** start **

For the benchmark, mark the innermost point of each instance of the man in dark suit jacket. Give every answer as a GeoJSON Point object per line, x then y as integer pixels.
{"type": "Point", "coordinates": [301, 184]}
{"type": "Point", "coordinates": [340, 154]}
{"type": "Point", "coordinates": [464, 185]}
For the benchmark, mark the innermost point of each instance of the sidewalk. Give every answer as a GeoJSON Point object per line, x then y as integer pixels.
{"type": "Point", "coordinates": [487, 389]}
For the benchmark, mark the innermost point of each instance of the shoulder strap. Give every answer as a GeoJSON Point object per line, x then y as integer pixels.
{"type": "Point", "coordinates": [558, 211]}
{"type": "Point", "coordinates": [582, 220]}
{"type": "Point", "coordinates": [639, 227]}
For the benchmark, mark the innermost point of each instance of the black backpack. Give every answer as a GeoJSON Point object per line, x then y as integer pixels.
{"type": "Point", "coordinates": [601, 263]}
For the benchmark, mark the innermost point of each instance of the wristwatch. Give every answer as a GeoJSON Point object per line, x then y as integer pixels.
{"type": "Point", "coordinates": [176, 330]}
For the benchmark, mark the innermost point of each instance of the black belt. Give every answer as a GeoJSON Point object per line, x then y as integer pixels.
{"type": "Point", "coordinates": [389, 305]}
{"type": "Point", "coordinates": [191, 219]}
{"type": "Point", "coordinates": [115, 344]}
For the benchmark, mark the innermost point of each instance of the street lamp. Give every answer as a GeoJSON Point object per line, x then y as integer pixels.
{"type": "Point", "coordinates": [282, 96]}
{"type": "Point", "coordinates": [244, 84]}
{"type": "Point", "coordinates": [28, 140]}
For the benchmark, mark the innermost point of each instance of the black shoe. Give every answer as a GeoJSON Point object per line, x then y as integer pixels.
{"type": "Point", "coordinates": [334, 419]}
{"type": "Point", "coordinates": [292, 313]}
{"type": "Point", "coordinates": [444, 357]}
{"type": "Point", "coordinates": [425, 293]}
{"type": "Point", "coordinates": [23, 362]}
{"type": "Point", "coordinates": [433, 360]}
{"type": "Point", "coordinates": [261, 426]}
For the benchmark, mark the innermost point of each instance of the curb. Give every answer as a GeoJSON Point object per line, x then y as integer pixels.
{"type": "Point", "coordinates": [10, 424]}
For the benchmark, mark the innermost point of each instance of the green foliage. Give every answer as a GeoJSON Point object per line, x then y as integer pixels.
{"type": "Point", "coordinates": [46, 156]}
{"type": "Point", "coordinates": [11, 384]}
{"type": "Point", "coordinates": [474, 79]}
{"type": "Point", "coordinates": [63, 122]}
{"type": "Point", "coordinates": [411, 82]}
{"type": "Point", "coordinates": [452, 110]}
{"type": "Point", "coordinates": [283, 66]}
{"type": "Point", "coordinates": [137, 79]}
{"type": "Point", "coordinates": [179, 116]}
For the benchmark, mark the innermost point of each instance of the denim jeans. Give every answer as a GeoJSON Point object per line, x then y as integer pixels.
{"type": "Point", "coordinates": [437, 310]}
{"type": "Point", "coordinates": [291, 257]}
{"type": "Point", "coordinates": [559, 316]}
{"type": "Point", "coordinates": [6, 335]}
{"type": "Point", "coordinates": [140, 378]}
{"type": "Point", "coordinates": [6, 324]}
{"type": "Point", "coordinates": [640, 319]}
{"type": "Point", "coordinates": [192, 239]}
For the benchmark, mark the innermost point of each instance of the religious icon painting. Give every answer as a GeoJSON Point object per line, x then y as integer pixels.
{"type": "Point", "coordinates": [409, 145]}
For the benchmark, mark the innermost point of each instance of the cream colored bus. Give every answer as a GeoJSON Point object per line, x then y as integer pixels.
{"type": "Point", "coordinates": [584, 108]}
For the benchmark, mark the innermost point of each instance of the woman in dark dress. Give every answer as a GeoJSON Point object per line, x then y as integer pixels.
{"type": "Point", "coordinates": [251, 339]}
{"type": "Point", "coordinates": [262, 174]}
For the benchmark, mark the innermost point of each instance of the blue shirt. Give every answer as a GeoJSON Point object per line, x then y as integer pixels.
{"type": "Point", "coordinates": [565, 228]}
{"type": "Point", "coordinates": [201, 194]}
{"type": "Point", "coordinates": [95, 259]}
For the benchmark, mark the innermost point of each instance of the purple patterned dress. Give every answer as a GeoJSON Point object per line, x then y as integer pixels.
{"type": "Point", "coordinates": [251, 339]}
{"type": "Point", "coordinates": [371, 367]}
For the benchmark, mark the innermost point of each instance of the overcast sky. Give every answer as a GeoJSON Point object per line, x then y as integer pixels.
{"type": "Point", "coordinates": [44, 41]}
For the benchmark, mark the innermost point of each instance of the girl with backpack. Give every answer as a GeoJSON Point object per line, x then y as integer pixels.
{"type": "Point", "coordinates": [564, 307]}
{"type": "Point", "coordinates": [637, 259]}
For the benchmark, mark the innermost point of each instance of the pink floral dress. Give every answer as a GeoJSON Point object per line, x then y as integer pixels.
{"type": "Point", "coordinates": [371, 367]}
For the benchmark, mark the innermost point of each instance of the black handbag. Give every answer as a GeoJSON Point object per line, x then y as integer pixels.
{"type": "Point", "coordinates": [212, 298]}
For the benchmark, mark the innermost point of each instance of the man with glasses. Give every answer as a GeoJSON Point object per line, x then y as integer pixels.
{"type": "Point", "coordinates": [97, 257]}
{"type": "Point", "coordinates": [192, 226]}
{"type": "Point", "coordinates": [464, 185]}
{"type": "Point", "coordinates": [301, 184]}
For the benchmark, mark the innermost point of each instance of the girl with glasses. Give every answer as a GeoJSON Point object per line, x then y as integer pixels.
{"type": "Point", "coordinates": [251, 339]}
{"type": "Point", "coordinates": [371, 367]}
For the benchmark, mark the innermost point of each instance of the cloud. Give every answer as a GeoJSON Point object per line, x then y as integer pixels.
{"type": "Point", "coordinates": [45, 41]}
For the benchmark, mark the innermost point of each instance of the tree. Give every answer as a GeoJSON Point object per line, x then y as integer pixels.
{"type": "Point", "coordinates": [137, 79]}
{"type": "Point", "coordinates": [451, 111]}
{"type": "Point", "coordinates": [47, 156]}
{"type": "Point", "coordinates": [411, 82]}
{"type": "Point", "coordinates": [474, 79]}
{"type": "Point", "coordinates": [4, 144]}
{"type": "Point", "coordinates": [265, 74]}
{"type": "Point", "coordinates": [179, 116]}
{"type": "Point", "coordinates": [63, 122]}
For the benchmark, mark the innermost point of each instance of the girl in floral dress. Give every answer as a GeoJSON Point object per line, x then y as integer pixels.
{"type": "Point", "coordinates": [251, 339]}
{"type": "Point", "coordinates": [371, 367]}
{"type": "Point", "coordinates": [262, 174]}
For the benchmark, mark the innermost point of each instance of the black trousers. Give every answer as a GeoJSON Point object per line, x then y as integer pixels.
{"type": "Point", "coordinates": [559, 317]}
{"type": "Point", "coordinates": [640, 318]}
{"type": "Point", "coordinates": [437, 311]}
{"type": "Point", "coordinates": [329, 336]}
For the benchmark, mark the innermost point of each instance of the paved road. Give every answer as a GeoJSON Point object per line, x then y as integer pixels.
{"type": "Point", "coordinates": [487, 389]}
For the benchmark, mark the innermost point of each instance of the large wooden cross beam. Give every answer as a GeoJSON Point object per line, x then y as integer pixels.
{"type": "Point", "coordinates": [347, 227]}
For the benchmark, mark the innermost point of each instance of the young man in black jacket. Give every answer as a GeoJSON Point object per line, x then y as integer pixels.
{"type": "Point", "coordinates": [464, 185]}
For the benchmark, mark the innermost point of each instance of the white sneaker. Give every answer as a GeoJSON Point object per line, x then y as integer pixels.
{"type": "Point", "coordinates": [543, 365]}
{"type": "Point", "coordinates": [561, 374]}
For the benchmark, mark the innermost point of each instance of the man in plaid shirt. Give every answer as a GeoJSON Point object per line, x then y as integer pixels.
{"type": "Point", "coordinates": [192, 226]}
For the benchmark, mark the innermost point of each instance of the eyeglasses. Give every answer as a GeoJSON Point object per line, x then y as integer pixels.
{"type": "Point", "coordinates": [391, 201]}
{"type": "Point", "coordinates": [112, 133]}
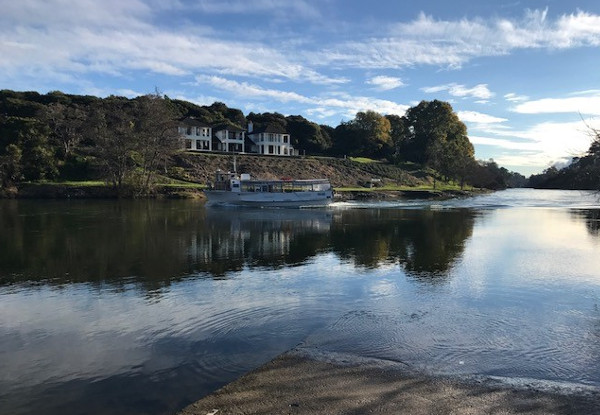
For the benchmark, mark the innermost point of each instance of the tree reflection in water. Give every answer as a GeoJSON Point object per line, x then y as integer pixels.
{"type": "Point", "coordinates": [151, 244]}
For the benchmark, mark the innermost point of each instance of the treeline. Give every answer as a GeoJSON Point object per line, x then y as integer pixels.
{"type": "Point", "coordinates": [582, 174]}
{"type": "Point", "coordinates": [129, 142]}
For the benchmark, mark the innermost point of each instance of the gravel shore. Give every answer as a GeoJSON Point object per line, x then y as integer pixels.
{"type": "Point", "coordinates": [311, 383]}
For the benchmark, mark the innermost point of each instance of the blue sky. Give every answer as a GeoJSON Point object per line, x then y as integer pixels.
{"type": "Point", "coordinates": [523, 75]}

** end **

# [Problem statement]
Using the material above, extract the line that contains "of the gravel" and every line after it, exactly as given; stop at the last line.

# [Result for this task]
For the benchmark, mark the innermost point of each instance of the gravel shore. Give every answer as a GeoJSON Point object per line, x then y as integer pixels.
{"type": "Point", "coordinates": [311, 383]}
For the benchmark, mark the innermost point of each instance of the blue sky. Give every answer as a GeoJSON Point object per line, x then y as integer pixels.
{"type": "Point", "coordinates": [523, 75]}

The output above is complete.